Quoted passage:
>>>
Jean Besnard: Tactility as Modernism
By Jack Redpath and Mason VincentFounded by Mason Vincent and Jack Redpath, Darling is a furniture studio dedicated to curating an ever-changing selection of rare objects and collectible design pieces. From bases in Sydney and New York, the pair have developed a studio that sources, restores, and recontextualises collectible furniture and objects from across Europe, while championing a new generation of designers who share their respect for material and craft. In their new series for Something Curated, the founders turn their attention to the figures who continue to shape contemporary design thinking. The first profile looks to French ceramist Jean Besnard, whose tactile surfaces and luminous glazes bridge the worlds of art, craft, and modern design.

In the interwar Paris of machine polish and mirrored lacquer, Jean Besnard took another route. Where Art Deco often celebrated finish, Besnard ran with texture. He pitted, crisped, incised clay so that ceramic became an instrument for catching and regulating light. The result reads less like ornament and more like a mini version of architecture.
Born into an artistic household, his father Albert a painter, his mother Charlotte Dubray a sculptor, Besnard took the long road to clay. Trained with the potter Étienne Avenard, he refined a vocabulary of rounded forms and rigorously worked skins. By the mid-1920s he was a regular in the Paris salons, and at the 1925 Exposition Internationale des Arts Décoratifs he was awarded a silver medal, confirmation that his tactile surfaces had entered into the conversation of taste.
<<<
Stated goal 1: Locate each line in the records that contains the word "page", and copy those lines.
The text and the records have no connection to each other.

Listing:
>>>
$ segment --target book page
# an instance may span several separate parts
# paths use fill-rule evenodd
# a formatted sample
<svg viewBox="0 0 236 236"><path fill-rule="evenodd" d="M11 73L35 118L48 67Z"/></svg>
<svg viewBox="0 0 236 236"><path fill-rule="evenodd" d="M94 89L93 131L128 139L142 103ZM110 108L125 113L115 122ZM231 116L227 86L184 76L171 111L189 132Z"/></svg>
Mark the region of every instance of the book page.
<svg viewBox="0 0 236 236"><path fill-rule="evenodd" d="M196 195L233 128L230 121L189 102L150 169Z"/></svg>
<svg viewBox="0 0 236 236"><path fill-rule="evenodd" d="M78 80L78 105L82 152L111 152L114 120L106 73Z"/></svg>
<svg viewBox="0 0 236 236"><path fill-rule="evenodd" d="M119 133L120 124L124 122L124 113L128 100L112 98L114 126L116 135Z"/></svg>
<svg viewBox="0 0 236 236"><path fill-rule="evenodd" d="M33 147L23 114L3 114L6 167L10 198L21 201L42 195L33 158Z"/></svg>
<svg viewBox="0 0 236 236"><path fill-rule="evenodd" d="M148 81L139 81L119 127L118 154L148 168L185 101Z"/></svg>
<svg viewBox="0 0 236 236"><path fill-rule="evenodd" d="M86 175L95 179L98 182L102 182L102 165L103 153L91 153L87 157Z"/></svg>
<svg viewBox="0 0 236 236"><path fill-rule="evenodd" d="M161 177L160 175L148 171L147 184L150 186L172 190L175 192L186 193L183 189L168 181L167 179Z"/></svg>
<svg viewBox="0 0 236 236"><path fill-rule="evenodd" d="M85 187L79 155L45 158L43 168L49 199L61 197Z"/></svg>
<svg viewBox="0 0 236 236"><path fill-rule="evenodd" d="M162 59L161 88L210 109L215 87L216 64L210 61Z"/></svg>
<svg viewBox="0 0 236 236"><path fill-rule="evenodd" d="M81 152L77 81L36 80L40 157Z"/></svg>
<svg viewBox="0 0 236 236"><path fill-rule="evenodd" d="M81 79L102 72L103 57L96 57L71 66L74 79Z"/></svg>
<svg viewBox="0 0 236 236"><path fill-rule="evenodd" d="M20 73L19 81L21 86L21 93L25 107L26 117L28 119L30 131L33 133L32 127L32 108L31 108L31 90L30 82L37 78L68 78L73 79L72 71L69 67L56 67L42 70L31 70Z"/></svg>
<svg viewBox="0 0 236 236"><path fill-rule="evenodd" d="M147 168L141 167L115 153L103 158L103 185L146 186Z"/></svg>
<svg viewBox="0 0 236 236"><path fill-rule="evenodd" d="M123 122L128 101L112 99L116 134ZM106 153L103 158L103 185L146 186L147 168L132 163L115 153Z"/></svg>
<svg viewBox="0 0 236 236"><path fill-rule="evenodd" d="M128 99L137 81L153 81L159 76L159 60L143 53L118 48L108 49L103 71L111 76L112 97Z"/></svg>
<<<
Stated goal 2: Reproduce the entire Jean Besnard profile word for word.

Worked answer 1:
$ segment --target book page
Mark the region of every instance of the book page.

Worked answer 2:
Jean Besnard: Tactility as Modernism
By Jack Redpath and Mason VincentFounded by Mason Vincent and Jack Redpath, Darling is a furniture studio dedicated to curating an ever-changing selection of rare objects and collectible design pieces. From bases in Sydney and New York, the pair have developed a studio that sources, restores, and recontextualises collectible furniture and objects from across Europe, while championing a new generation of designers who share their respect for material and craft. In their new series for Something Curated, the founders turn their attention to the figures who continue to shape contemporary design thinking. The first profile looks to French ceramist Jean Besnard, whose tactile surfaces and luminous glazes bridge the worlds of art, craft, and modern design.

In the interwar Paris of machine polish and mirrored lacquer, Jean Besnard took another route. Where Art Deco often celebrated finish, Besnard ran with texture. He pitted, crisped, incised clay so that ceramic became an instrument for catching and regulating light. The result reads less like ornament and more like a mini version of architecture.
Born into an artistic household, his father Albert a painter, his mother Charlotte Dubray a sculptor, Besnard took the long road to clay. Trained with the potter Étienne Avenard, he refined a vocabulary of rounded forms and rigorously worked skins. By the mid-1920s he was a regular in the Paris salons, and at the 1925 Exposition Internationale des Arts Décoratifs he was awarded a silver medal, confirmation that his tactile surfaces had entered into the conversation of taste.